### Written instruction
Can you edit the material below so that every "gabled roof" becomes "hip roof", with nothing else altered?

(Segmentation annotation records)
━━━━━━━━━━━━━━━━━━━━
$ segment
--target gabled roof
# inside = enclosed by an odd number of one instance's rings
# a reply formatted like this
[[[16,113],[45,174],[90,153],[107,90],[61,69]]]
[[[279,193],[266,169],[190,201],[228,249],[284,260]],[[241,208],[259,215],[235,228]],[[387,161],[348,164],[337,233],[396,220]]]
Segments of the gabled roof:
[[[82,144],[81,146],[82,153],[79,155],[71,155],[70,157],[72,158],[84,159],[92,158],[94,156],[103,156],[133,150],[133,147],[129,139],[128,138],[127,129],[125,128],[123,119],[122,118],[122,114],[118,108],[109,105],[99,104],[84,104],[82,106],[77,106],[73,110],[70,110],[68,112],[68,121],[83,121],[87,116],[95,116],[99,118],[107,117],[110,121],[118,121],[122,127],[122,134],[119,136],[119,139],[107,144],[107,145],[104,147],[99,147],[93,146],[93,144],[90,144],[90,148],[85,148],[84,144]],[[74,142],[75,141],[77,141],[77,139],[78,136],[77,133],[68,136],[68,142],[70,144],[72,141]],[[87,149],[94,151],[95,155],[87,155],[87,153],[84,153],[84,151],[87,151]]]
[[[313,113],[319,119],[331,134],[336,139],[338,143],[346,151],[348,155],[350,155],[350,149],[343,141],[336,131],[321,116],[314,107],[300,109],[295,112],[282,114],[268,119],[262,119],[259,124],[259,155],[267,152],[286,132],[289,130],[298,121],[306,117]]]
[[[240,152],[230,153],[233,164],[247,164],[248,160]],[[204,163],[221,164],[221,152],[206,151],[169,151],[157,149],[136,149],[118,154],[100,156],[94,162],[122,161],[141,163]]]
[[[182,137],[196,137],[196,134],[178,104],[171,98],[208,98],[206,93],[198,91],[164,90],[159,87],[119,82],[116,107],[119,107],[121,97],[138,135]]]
━━━━━━━━━━━━━━━━━━━━
### Written response
$ segment
--target hip roof
# inside = enclosed by an odd number of one instance's rings
# a reply formatted like this
[[[16,113],[45,174],[90,153],[107,90],[61,69]]]
[[[279,193],[266,169],[190,201],[228,249],[284,260]],[[241,208],[259,215],[235,228]],[[387,161],[348,164],[337,233],[396,220]]]
Segments of the hip roof:
[[[82,144],[81,146],[82,153],[79,155],[71,155],[70,157],[72,158],[84,159],[92,158],[94,156],[103,156],[133,150],[133,147],[129,139],[128,138],[127,129],[125,128],[123,119],[122,118],[122,114],[118,108],[109,105],[99,104],[84,104],[82,106],[77,106],[73,110],[70,110],[68,112],[68,121],[83,121],[87,116],[95,116],[99,118],[107,117],[110,121],[118,121],[122,127],[122,134],[119,136],[119,139],[107,144],[107,145],[104,147],[99,147],[93,146],[93,144],[90,144],[90,148],[85,148],[84,144]],[[74,142],[75,141],[77,141],[77,139],[78,136],[77,133],[68,136],[68,142],[70,144],[72,141]],[[87,149],[94,151],[95,155],[87,155],[87,153],[84,153],[84,151],[87,151]]]
[[[313,113],[319,119],[331,134],[336,139],[338,143],[346,151],[348,155],[350,155],[350,149],[343,141],[336,131],[321,116],[314,107],[300,109],[295,112],[282,114],[268,119],[262,119],[259,124],[259,155],[267,152],[286,132],[289,130],[298,121],[306,117]]]
[[[240,152],[230,153],[233,164],[247,164],[248,160]],[[204,163],[221,164],[221,152],[206,151],[169,151],[157,149],[136,149],[118,154],[100,156],[94,162],[122,161],[141,163]]]
[[[182,137],[196,137],[196,134],[178,104],[171,98],[208,98],[206,93],[198,91],[164,90],[159,87],[119,82],[116,107],[119,107],[121,97],[138,135]]]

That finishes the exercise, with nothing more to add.